Format the records from the line containing "of concrete rubble." to the line containing "0, 34, 96, 100", both included, as a Markdown table with the columns No and Text. Put a row number under No and the line under Text, and leave out blank lines.

------------

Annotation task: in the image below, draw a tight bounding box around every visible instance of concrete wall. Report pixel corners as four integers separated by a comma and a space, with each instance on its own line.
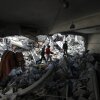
87, 34, 100, 53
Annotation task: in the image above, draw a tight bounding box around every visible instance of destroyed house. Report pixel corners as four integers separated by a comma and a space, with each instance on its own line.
0, 0, 100, 100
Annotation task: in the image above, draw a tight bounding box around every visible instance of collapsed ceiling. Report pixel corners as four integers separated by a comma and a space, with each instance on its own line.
0, 0, 100, 36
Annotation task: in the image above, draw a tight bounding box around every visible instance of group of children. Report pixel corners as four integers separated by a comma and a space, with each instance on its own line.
36, 41, 68, 63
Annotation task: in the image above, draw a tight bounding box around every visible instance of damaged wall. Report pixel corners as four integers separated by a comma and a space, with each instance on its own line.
87, 34, 100, 53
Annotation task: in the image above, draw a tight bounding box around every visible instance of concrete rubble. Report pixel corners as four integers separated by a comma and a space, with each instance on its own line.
0, 34, 96, 100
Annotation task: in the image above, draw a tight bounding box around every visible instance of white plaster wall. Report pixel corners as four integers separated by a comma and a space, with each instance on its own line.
87, 34, 100, 53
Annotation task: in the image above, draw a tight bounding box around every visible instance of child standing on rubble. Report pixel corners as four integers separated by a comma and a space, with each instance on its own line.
63, 41, 68, 55
46, 45, 53, 62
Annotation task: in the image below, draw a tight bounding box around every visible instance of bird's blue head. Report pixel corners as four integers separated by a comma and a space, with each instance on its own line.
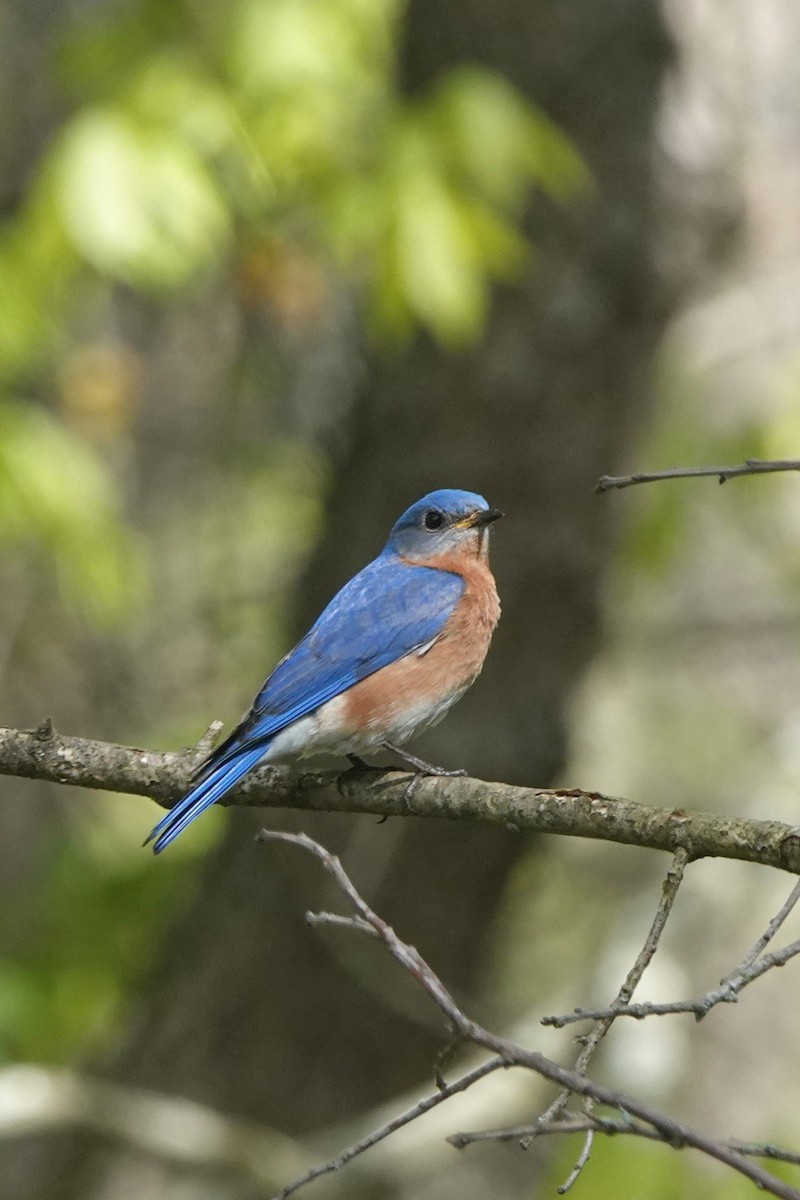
384, 487, 503, 562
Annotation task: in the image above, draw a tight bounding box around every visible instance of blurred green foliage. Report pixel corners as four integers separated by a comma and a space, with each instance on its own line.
0, 0, 585, 1062
0, 0, 584, 618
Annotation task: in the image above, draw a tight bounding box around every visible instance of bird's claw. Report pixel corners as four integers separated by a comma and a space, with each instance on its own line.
336, 754, 386, 796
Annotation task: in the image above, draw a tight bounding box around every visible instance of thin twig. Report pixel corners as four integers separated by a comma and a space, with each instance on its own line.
447, 1114, 800, 1166
541, 880, 800, 1030
728, 880, 800, 978
523, 848, 688, 1192
595, 458, 800, 492
555, 1126, 595, 1196
259, 829, 800, 1200
273, 1056, 507, 1200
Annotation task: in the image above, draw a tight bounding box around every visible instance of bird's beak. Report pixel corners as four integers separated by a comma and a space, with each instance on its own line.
455, 509, 505, 529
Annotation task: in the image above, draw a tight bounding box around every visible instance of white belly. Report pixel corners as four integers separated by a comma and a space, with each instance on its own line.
261, 688, 467, 762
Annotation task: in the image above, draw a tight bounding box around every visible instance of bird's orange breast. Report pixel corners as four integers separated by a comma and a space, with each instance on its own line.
343, 556, 500, 740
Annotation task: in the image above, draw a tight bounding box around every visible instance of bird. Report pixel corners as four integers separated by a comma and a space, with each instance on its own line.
145, 488, 504, 854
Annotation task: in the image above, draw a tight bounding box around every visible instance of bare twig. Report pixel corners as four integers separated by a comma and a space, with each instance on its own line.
595, 458, 800, 492
523, 850, 688, 1194
268, 1056, 507, 1200
0, 725, 800, 874
541, 880, 800, 1030
259, 830, 800, 1200
447, 1114, 800, 1166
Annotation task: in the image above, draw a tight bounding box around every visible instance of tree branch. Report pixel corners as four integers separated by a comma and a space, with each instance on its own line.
541, 880, 800, 1030
595, 458, 800, 492
259, 829, 800, 1200
0, 721, 800, 874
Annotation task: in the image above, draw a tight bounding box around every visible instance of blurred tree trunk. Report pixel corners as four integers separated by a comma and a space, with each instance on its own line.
7, 0, 714, 1200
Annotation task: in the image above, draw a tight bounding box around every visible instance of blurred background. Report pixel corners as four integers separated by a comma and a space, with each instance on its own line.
0, 0, 800, 1200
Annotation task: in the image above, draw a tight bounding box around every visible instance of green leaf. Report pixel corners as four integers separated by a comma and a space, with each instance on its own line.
54, 109, 230, 288
0, 401, 144, 624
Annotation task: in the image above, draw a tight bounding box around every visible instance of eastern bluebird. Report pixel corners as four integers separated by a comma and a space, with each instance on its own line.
145, 488, 503, 854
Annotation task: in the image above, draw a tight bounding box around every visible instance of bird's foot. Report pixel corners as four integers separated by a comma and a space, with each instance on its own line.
336, 754, 387, 794
384, 742, 467, 811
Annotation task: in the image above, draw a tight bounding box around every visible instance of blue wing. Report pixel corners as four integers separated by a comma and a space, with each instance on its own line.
145, 554, 464, 854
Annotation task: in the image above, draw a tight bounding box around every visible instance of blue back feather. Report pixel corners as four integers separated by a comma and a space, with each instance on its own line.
148, 554, 465, 853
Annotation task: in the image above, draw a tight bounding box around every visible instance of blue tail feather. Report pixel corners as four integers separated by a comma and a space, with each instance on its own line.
145, 745, 266, 854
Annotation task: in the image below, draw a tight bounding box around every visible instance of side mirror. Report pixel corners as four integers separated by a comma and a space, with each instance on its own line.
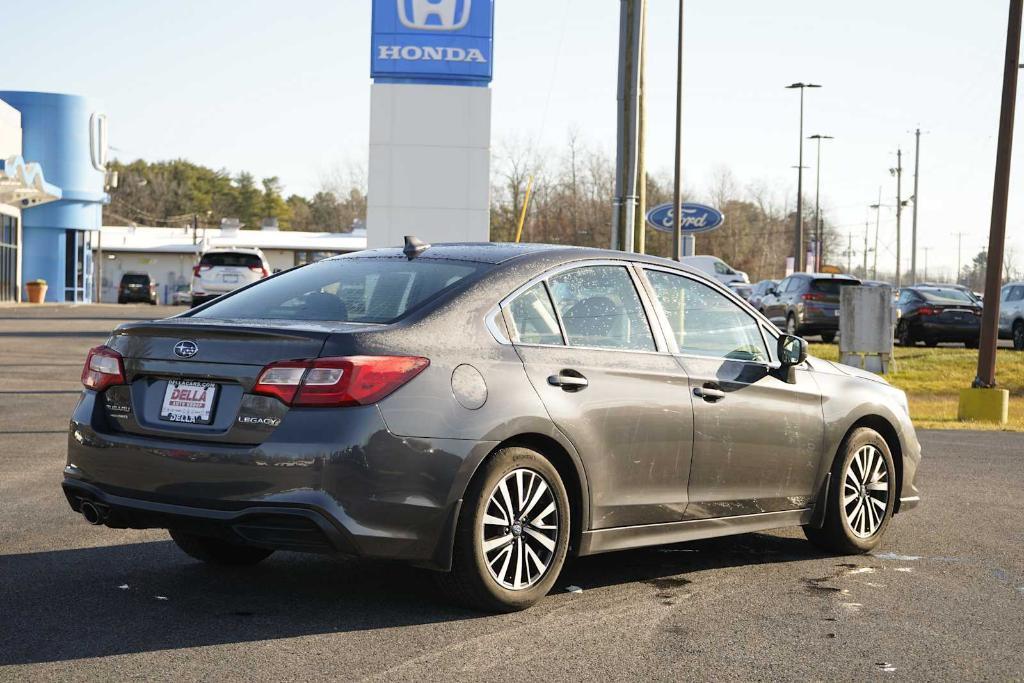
778, 335, 807, 368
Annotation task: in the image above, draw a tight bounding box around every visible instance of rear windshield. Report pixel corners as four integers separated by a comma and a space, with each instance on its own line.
195, 258, 485, 323
918, 288, 974, 303
811, 278, 860, 294
199, 252, 263, 268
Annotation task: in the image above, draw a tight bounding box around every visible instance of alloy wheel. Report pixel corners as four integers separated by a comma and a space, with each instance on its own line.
481, 468, 560, 591
843, 444, 889, 539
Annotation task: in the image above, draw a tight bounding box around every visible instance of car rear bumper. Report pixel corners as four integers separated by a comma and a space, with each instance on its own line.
62, 391, 495, 569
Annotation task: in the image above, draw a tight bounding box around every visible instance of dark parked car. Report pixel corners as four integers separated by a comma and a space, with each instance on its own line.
118, 272, 157, 305
896, 286, 982, 348
63, 242, 921, 610
761, 272, 860, 344
746, 280, 778, 312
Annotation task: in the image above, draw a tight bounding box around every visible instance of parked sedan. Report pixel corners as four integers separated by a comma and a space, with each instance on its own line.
63, 241, 921, 611
746, 280, 778, 312
896, 287, 982, 348
761, 272, 860, 344
999, 282, 1024, 351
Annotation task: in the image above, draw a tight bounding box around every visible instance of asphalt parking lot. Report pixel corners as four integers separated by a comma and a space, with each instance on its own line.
0, 306, 1024, 680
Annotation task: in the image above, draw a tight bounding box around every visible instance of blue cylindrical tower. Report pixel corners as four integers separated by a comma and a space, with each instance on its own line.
0, 90, 109, 302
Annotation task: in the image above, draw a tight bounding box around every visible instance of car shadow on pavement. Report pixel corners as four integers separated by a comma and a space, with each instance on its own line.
0, 535, 820, 666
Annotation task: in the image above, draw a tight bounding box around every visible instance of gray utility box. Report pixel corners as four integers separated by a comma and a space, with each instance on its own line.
839, 287, 896, 374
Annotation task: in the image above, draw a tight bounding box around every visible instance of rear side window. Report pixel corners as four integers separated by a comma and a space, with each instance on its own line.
811, 278, 860, 294
199, 252, 263, 268
195, 258, 485, 323
548, 265, 655, 351
509, 283, 563, 346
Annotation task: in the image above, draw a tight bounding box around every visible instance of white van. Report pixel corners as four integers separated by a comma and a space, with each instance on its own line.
191, 247, 270, 307
680, 256, 751, 285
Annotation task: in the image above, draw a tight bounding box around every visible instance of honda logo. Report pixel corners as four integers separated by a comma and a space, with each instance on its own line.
397, 0, 472, 31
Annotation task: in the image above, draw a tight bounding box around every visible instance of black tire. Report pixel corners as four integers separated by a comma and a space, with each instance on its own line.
804, 427, 899, 555
896, 321, 916, 346
436, 446, 570, 612
170, 529, 273, 565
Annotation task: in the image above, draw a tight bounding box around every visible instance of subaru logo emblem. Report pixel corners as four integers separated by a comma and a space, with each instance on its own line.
174, 339, 199, 358
397, 0, 472, 31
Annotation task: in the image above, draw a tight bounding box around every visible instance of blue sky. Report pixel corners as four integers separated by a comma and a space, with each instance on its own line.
0, 0, 1024, 274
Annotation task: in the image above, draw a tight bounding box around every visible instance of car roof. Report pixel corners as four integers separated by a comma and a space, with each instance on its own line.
326, 242, 707, 278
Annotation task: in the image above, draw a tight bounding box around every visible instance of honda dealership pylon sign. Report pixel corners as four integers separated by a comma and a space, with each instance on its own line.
371, 0, 495, 85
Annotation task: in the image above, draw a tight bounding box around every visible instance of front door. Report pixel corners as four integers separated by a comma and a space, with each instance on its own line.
645, 269, 824, 518
505, 262, 693, 528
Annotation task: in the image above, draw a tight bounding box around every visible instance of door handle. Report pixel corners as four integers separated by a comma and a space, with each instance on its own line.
693, 384, 725, 403
548, 370, 590, 391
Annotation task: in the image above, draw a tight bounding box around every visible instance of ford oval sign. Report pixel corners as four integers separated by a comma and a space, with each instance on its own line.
647, 202, 725, 234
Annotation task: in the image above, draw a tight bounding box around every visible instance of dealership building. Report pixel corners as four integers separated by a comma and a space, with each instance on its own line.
92, 221, 367, 303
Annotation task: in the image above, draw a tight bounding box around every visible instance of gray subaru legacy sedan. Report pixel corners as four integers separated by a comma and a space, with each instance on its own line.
63, 239, 921, 611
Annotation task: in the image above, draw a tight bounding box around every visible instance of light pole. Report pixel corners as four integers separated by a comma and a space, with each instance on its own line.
672, 0, 693, 261
807, 133, 835, 272
785, 83, 821, 272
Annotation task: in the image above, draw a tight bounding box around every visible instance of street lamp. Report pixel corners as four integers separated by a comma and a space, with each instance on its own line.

------------

(RESULT BELOW)
| No | Text |
|---|---|
| 1 | Annotation task: in the image above, draw a tight bounding box around every visible instance of concrete rubble. Report pixel corners as four integers separated by a comma and a space, with each instance on its own line. |
| 2 | 0, 34, 96, 100 |